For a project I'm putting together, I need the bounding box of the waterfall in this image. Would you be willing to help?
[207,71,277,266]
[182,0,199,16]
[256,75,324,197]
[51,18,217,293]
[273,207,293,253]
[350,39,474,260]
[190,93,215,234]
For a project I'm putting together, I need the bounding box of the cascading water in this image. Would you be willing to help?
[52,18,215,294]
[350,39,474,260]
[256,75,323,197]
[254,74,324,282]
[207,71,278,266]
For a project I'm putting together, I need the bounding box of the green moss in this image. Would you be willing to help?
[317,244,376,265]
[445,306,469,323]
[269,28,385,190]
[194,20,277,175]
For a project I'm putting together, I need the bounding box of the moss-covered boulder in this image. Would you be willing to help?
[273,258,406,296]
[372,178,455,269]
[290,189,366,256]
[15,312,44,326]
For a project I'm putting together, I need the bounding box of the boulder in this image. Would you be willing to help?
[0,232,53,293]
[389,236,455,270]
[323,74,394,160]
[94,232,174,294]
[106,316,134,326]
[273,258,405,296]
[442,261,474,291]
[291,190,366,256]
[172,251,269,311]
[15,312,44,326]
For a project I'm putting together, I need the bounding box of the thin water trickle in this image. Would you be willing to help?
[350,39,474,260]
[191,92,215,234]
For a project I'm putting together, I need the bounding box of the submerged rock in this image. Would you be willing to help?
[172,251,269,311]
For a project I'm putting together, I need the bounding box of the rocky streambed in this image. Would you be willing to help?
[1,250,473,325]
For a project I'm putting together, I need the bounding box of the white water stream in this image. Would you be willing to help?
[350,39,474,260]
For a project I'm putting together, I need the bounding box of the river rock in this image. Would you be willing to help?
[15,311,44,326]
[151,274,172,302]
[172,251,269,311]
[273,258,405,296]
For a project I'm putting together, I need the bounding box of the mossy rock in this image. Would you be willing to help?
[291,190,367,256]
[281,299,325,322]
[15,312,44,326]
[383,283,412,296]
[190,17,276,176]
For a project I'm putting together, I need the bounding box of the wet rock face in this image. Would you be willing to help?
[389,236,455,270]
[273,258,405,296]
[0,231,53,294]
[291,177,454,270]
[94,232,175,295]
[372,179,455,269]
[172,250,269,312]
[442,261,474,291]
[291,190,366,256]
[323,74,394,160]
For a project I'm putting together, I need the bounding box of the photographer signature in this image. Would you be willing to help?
^^^^^^^^
» Goal of the exercise
Would you copy exactly the lines from the one that contains "of the thin" through the final line of the records above, including both?

» Reply
For a project I'm putting together, I need the bounding box of the thin water trickle in this image. Would you be willing to help?
[350,39,474,260]
[191,92,215,234]
For a project I'm putting together, I need the bounding box of the submerged rock in this image. Would you be willing to help?
[172,251,269,311]
For a project I'm putting together, I need the bounding box of the rocky streambed in this image. Would you be willing to help?
[1,250,473,325]
For a project I'm putting together, I need the bounding box of the white water stream in this image. Would you be willing to help?
[350,39,474,260]
For a project I'm putting together, I need the bounding box of the river rock in this image. Would you be willing to help?
[15,311,44,326]
[151,274,172,302]
[172,251,269,311]
[273,258,405,296]
For a project I'm putting together, I need the bounding box of the mossy rock in this image. Would you be willing to help?
[291,190,367,256]
[281,299,325,322]
[15,312,44,326]
[383,283,412,296]
[190,17,276,176]
For a project I'm putting together, I need the bounding box of the wet rock face in this image. Would you be willing to help?
[389,236,455,270]
[273,258,405,296]
[0,231,53,294]
[291,177,454,270]
[94,232,175,295]
[372,179,455,269]
[172,250,269,312]
[442,261,474,291]
[291,190,366,256]
[323,74,394,160]
For a project I'm putting together, I need the bounding box of the photographer signature in this image. Would you be willing to help?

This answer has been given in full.